_EXERCISE GOAL_.
Each line below that carries the string "purple" must appear in the answer.

- Opening Delimiter -

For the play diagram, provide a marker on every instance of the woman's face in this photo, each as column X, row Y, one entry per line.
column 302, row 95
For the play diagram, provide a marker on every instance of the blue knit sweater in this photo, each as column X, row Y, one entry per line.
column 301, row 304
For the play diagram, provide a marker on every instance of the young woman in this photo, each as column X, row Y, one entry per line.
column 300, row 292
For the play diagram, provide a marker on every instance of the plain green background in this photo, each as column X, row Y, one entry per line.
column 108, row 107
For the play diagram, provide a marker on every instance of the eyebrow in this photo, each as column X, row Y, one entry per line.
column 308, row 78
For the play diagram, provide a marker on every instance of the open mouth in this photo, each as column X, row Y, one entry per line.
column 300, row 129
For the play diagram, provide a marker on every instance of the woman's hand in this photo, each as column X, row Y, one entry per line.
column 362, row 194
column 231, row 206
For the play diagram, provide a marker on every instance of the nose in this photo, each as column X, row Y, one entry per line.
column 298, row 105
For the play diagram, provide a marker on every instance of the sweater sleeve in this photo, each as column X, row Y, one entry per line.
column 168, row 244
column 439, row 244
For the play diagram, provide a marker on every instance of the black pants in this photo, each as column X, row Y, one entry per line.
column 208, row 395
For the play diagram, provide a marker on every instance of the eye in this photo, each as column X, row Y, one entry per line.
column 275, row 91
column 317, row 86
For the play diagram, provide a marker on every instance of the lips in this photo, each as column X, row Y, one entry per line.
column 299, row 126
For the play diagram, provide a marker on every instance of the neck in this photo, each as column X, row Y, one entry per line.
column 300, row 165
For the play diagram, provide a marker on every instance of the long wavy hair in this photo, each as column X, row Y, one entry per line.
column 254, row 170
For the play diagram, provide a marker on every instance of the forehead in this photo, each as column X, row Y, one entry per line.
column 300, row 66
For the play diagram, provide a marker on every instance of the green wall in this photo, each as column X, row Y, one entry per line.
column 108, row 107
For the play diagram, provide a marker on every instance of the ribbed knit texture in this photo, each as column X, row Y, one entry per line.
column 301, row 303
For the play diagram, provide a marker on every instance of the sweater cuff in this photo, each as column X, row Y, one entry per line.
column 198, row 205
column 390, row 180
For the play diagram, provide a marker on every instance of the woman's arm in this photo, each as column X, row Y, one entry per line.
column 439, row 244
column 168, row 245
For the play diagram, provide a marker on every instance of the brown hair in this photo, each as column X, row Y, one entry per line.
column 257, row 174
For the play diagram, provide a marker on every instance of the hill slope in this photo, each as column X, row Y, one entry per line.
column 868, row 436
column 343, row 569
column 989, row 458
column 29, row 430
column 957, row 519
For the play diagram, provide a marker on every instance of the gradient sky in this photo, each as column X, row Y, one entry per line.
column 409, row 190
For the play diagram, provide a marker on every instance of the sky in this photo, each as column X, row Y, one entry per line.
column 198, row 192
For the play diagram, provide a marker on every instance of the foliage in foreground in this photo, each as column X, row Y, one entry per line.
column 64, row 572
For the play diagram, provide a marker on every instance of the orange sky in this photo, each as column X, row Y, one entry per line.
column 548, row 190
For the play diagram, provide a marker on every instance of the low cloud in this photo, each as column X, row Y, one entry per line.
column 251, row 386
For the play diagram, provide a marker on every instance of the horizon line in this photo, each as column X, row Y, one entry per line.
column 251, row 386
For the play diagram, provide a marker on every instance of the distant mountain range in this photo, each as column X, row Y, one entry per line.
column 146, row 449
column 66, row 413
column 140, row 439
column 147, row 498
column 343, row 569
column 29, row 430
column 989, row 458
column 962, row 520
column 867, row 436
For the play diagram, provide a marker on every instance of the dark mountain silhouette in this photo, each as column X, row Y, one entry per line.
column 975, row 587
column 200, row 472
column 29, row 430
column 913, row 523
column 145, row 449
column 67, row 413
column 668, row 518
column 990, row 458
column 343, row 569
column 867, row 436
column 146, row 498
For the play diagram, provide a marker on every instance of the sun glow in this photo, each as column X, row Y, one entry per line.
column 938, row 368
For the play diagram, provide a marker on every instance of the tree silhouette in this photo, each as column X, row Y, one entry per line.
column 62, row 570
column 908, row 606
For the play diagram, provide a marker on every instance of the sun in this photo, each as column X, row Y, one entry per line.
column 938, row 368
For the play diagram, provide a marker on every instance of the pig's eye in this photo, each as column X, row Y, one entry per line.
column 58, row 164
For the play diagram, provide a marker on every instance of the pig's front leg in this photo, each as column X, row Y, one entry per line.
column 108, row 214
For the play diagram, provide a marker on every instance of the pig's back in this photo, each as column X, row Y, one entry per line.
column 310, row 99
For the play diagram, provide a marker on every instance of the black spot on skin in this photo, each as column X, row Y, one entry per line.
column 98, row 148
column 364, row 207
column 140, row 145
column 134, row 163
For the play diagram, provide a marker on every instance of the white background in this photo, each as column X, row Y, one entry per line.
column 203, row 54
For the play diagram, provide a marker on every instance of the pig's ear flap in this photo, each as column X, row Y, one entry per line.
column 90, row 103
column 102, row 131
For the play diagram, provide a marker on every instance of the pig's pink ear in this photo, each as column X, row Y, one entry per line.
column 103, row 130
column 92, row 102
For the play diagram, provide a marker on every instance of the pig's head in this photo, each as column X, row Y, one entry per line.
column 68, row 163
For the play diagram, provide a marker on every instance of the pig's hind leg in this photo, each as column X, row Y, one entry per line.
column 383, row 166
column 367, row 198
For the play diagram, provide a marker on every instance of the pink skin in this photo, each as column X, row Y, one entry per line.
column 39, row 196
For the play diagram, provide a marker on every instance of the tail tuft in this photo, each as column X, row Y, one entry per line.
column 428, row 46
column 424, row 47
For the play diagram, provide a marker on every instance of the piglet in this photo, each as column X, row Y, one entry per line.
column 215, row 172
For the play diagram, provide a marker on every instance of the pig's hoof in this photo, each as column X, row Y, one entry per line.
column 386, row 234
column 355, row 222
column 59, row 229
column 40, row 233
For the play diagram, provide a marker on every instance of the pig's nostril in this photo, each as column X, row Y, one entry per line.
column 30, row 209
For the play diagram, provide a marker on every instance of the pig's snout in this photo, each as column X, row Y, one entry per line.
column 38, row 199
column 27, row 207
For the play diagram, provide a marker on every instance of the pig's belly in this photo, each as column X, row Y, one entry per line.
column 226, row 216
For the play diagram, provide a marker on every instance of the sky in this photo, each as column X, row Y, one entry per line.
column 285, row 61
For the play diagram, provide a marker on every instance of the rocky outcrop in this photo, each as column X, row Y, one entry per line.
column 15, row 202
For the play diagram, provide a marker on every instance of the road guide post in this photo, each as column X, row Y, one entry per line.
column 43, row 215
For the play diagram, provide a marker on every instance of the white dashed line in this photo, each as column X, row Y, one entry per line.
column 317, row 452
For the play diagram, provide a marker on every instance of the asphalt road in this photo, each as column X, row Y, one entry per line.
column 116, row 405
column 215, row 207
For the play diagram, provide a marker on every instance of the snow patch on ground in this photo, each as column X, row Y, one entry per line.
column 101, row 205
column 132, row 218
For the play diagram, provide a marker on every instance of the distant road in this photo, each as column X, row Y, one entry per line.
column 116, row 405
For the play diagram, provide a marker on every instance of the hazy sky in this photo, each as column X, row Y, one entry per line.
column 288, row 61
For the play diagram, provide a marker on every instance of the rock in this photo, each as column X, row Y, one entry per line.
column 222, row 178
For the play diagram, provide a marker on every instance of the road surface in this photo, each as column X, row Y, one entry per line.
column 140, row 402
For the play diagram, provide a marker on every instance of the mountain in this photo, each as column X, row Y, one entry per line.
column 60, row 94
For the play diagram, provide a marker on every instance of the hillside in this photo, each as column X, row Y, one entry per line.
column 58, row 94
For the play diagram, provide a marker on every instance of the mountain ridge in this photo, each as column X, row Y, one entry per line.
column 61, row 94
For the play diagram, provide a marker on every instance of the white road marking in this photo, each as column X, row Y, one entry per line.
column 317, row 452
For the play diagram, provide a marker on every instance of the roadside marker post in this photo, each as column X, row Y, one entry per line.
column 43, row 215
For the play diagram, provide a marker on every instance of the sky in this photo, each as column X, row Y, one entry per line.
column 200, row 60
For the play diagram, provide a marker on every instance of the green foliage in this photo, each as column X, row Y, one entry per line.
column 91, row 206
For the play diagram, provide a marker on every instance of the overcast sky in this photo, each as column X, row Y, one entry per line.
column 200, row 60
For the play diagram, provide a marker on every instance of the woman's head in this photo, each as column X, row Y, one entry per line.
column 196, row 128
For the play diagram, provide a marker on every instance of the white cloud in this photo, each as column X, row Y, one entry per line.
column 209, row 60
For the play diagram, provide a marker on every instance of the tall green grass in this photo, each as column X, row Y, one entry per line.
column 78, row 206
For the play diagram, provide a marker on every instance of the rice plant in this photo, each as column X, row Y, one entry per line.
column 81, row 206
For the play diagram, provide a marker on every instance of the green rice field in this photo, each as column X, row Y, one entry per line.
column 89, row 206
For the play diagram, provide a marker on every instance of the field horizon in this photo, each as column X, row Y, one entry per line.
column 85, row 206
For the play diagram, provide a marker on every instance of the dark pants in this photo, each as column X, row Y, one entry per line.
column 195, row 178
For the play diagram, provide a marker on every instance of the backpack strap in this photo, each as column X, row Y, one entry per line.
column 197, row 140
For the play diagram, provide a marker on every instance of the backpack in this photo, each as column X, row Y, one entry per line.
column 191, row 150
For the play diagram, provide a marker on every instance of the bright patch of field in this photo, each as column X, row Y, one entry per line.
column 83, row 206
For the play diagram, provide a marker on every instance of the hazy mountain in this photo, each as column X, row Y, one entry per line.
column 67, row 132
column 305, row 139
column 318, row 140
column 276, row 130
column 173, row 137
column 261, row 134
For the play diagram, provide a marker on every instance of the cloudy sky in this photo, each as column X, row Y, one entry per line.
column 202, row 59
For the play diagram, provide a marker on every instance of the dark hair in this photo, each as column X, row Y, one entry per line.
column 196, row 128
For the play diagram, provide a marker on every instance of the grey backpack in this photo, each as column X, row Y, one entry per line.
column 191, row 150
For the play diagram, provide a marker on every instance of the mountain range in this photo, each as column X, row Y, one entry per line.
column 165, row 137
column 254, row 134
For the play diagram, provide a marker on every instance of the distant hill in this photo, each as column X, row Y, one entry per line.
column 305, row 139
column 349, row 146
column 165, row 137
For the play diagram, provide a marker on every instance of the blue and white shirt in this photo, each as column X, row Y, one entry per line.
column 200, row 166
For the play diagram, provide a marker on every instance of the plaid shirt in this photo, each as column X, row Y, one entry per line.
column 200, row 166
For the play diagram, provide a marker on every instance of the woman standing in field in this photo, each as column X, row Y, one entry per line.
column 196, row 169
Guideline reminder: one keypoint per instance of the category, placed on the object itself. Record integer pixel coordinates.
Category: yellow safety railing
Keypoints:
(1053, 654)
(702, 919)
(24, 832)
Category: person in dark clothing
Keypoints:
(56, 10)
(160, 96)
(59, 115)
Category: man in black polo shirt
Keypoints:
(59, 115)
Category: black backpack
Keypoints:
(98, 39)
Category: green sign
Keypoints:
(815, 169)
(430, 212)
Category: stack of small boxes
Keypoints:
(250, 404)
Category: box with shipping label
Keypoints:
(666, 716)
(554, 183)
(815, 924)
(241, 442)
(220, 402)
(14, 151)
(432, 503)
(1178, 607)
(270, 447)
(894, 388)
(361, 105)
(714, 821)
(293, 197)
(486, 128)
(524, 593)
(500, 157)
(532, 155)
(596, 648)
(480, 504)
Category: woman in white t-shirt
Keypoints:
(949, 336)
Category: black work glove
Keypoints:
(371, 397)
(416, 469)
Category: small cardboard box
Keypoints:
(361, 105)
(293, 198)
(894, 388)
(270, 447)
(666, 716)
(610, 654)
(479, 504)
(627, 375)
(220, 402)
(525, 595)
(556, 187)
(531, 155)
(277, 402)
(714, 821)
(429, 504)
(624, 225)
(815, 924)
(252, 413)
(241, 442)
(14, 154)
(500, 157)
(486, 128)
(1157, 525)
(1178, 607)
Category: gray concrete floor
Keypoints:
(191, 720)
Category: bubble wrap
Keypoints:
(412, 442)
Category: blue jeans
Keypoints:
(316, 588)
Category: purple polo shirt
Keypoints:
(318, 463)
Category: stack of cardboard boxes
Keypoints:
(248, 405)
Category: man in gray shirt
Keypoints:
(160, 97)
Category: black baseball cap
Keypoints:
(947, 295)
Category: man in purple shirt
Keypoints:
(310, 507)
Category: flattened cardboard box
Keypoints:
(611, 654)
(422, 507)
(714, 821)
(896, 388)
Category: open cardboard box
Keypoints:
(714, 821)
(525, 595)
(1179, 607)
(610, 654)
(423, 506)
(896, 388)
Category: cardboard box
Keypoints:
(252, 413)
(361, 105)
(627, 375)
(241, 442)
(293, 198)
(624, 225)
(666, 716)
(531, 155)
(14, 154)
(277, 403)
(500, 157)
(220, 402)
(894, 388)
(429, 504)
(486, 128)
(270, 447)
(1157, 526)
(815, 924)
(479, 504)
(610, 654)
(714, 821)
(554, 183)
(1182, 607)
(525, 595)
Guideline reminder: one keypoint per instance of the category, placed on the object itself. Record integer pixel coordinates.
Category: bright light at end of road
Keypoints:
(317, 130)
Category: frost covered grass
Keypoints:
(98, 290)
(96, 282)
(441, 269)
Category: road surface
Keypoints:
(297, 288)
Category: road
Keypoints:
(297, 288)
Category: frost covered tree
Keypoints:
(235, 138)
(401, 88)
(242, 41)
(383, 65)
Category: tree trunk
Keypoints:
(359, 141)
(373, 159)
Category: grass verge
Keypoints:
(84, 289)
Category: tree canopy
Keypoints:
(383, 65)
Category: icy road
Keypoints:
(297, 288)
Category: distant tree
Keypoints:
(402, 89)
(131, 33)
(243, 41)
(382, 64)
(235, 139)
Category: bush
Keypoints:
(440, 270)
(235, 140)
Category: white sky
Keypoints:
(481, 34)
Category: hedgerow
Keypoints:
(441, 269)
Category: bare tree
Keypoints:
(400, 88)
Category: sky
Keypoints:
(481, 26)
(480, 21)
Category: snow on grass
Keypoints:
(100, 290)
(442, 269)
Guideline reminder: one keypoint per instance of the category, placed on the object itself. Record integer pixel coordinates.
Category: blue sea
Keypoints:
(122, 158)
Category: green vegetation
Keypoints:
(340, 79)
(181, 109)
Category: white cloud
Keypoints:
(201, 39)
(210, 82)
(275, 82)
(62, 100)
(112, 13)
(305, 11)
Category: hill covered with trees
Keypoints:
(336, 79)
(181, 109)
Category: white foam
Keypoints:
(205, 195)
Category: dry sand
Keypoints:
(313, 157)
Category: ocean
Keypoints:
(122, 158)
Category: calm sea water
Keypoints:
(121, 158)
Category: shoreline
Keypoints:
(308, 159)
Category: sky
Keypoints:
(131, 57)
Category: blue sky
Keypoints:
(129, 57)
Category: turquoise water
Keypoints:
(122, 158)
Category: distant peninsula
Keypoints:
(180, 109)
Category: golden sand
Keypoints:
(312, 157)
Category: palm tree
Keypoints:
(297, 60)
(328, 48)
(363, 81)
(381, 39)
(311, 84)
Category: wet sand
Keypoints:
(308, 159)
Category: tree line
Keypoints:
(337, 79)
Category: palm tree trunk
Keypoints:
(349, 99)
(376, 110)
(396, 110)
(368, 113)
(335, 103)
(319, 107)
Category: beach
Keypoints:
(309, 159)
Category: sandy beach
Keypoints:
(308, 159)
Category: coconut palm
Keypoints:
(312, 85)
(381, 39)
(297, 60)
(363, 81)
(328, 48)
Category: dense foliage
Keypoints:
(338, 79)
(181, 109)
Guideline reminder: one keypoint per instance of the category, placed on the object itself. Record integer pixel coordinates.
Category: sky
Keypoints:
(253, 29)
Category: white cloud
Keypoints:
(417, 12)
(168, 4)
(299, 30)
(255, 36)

- Closing Delimiter -

_COMPLETED TASK_.
Category: purple polo shirt
Category: man in purple shirt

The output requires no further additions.